_Problem description:_ Please turn all the entries below into a numbered list with no blank lines. Leave the pictures out of your answer.

Records from a dataset:
[START]

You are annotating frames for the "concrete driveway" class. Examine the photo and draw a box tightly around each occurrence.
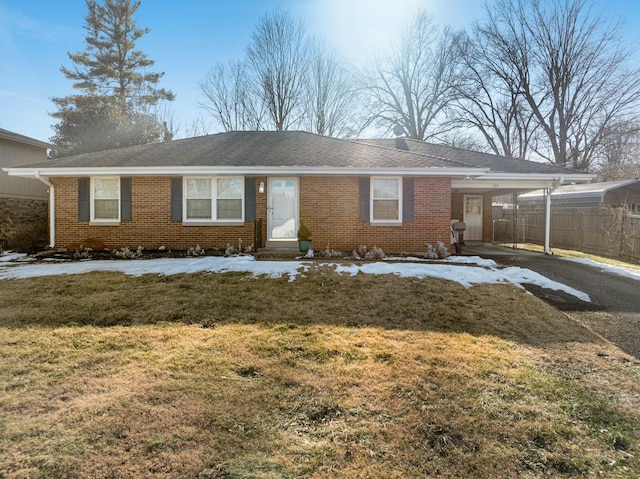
[462,245,640,359]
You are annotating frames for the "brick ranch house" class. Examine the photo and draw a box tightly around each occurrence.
[7,131,592,252]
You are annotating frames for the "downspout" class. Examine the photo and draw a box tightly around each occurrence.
[544,176,564,255]
[36,170,56,248]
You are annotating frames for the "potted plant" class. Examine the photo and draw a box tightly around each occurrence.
[298,223,311,253]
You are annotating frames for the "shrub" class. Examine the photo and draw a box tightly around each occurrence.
[113,246,142,259]
[0,218,49,253]
[351,245,386,259]
[426,241,450,259]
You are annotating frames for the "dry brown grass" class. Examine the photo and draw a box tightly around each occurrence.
[0,270,640,478]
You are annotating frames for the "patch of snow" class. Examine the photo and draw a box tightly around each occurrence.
[0,253,27,262]
[336,259,591,302]
[562,258,640,280]
[0,256,590,302]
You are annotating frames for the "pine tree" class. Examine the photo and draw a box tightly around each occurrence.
[51,0,174,156]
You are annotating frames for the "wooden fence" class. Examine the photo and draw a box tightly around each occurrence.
[494,207,640,262]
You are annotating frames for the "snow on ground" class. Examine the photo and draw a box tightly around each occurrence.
[0,254,592,302]
[562,258,640,280]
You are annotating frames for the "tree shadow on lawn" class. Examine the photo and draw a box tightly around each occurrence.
[0,270,602,346]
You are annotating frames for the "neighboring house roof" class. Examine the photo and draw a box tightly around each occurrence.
[364,138,577,175]
[518,178,640,206]
[3,131,592,190]
[0,128,53,149]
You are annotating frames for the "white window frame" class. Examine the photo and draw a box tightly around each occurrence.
[369,176,403,226]
[89,176,122,225]
[182,176,246,226]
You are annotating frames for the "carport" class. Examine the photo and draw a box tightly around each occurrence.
[359,138,595,254]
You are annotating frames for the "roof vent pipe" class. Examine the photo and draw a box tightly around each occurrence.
[544,176,564,255]
[35,170,56,248]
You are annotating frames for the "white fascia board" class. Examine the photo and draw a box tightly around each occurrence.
[451,173,594,190]
[3,166,489,178]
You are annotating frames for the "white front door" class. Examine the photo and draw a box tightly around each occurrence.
[462,195,482,241]
[268,178,298,241]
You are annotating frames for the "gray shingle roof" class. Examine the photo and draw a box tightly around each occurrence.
[0,128,53,148]
[362,138,578,175]
[21,131,468,168]
[13,131,578,175]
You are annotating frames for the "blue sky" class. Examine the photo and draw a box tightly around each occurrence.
[0,0,640,141]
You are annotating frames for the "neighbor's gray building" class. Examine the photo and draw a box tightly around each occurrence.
[0,128,51,222]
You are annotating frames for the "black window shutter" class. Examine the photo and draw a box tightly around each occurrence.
[358,176,371,223]
[171,176,182,221]
[120,178,133,221]
[244,176,256,222]
[402,178,416,223]
[78,178,90,223]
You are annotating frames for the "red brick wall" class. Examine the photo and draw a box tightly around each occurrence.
[51,176,258,250]
[51,176,451,252]
[300,176,451,253]
[482,193,493,243]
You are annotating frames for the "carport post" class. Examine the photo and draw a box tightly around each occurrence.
[544,176,564,255]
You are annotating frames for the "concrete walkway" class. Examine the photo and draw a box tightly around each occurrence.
[462,245,640,359]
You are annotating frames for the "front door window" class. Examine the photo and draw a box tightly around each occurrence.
[269,178,298,240]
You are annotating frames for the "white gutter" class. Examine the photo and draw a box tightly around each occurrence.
[3,166,489,177]
[544,176,564,255]
[34,170,56,248]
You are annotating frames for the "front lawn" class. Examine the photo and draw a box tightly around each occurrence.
[0,268,640,479]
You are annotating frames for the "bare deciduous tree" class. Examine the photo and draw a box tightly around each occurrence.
[594,121,640,181]
[457,31,536,158]
[476,0,640,170]
[363,12,458,140]
[247,9,308,131]
[305,39,357,137]
[200,62,264,131]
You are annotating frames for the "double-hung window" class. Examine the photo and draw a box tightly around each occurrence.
[184,177,244,222]
[91,177,120,222]
[370,177,402,223]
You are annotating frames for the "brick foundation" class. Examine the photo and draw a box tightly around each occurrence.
[0,198,49,228]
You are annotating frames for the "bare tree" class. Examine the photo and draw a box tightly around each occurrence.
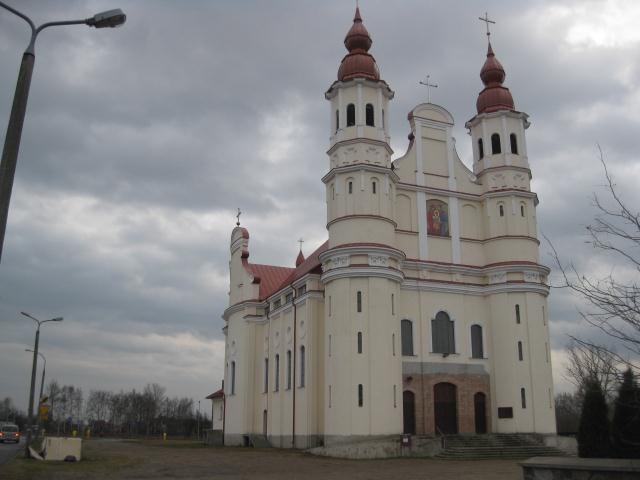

[END]

_Task answer:_
1. You are annotating frames for the "concrete driveway" class. Examine the photo and draw a box tightly around each occurrence.
2. [462,245,640,359]
3. You are annotating frames for the "brick ranch house" class. Examine the photo and draw a box tightly around each occurrence.
4. [7,131,592,252]
5. You are annotating frames for the "downspout" class. Examine the photo and draw a box tightly around each occurrence.
6. [544,176,564,255]
7. [36,170,56,248]
8. You are annotating frames for the "potted plant" class. Examine the photo and draw a box tightly around each occurrence.
9. [298,223,311,253]
10. You are annotating frames for the "shrub" class. Examine the photo and draw a box tightly around each occurrence.
11. [113,246,142,259]
12. [0,218,49,253]
13. [351,245,386,259]
14. [426,241,450,259]
15. You are annotating frames for the "dry brown grass" class. Examine the photo and draw a box tightly around each occurrence.
16. [0,270,640,478]
17. You are annotating frames for the "patch of snow" class. Examine the photo and draw a box tightly around each occurrence.
18. [0,253,27,262]
19. [336,259,591,302]
20. [562,258,640,280]
21. [0,256,590,302]
22. You are annotating frames for the "pine tree" class. Examine the photo and draw a box tightly around each occurrence.
23. [51,0,174,156]
24. You are annotating frames for the "wooden fence" class. Examine the photo and draw a box tightly around each occurrence.
25. [494,207,640,262]
26. You are annotating frames for the "snow on ground" class. Examine the photo and draw a box tightly around each occurrence.
27. [0,254,592,302]
28. [562,258,640,280]
29. You are annotating frames for the "tree shadow on lawn" class. Examine the photo and draw a box tightly around each occurrence.
30. [0,270,602,346]
31. You are annotating frames for the "neighboring house roof" class. Examine the photo and draw a box tightly around each occurrence.
32. [364,138,577,175]
33. [518,178,640,206]
34. [3,131,592,190]
35. [0,128,53,149]
36. You are annotating frames for the "white window frame" class. Examine the photo and draw a box tightly around each occurrence.
37. [369,176,403,226]
38. [89,176,122,225]
39. [182,176,246,226]
40. You are annotating frames for the "carport" class. Examine the photo and draw a box tightly around each occurrence.
41. [359,138,595,254]
42. You are annotating frames for the "roof vent pipe" class. Examine the photo and draw a box tightly around each occurrence.
43. [544,176,564,255]
44. [35,170,56,248]
45. You are annotating frames for the "white fascia board" class. Examine the photo and draw a box tightly around each occurrence.
46. [451,173,594,190]
47. [3,166,489,178]
48. You are annotating frames for the "white front door" class. Examine the photo and draw a box tightly around each occurrence.
49. [462,195,482,241]
50. [268,178,298,241]
51. You are annotating frames for the "gray shingle roof" class. Examine the photo and draw a box tightly around each occurrence.
52. [0,128,53,148]
53. [362,138,578,175]
54. [21,131,468,168]
55. [13,131,578,175]
56. You are annotating frames for the "blue sky" class. Examine the photo and draw a box tightly around each occurrence.
57. [0,0,640,141]
58. You are annotating frames for the "neighbor's gray building" class. Examine the photo and draw a box tightly around each occurrence.
59. [0,128,51,222]
60. You are annotating frames for the "black window shutter" class. Examine the photo and draw a box tightly around each occurrence.
61. [358,176,371,223]
62. [171,176,182,221]
63. [120,178,133,221]
64. [244,176,256,222]
65. [402,178,416,223]
66. [78,178,90,223]
67. You are annotating frames for the "red brick wall" class. Examine the photo and draw a box tightly around each occurrence.
68. [51,176,258,250]
69. [51,176,451,252]
70. [300,176,451,253]
71. [482,193,493,243]
72. You are annotating frames for the "carport post" class. Examine the photo and draw a box tightly around each occurrence.
73. [544,176,564,255]
74. You are annotating frames for the "concrete walkway" class. Examine the photo and draw a box tightly around each occurrence.
75. [462,245,640,359]
76. You are annotating frames for the "front door window" class. Examine the photo and draw a box tightly around each occurrence.
77. [269,178,298,240]
78. You are annotating frames for the "white gutter" class. Examine the photo and draw a box tightly around each occurrence.
79. [3,166,489,177]
80. [544,176,564,255]
81. [34,170,56,248]
82. You are annotating frames for the "front lawn" class. Examine the photo and draw a box tightly around each occurrence.
83. [0,268,640,479]
84. You are annotating frames for the "bare deciduous tree" class. Examine the photo and draw a box tightly around each occurrence.
85. [594,121,640,181]
86. [457,31,536,158]
87. [476,0,640,170]
88. [363,12,458,140]
89. [247,9,308,131]
90. [305,39,357,137]
91. [200,62,264,131]
92. You are annotating frames for the "double-hung window" class. Examine the photo and draw a box tightly around each occurrence.
93. [184,177,244,222]
94. [91,177,120,222]
95. [370,177,402,223]
96. You are annotating frames for the "brick foundation" class. Examine the photo and draw a box tightly around each occurrence.
97. [0,198,49,228]
98. You are annotating frames for the "bare tree" class. Examine the photo and draw a box tightly around each occurrence.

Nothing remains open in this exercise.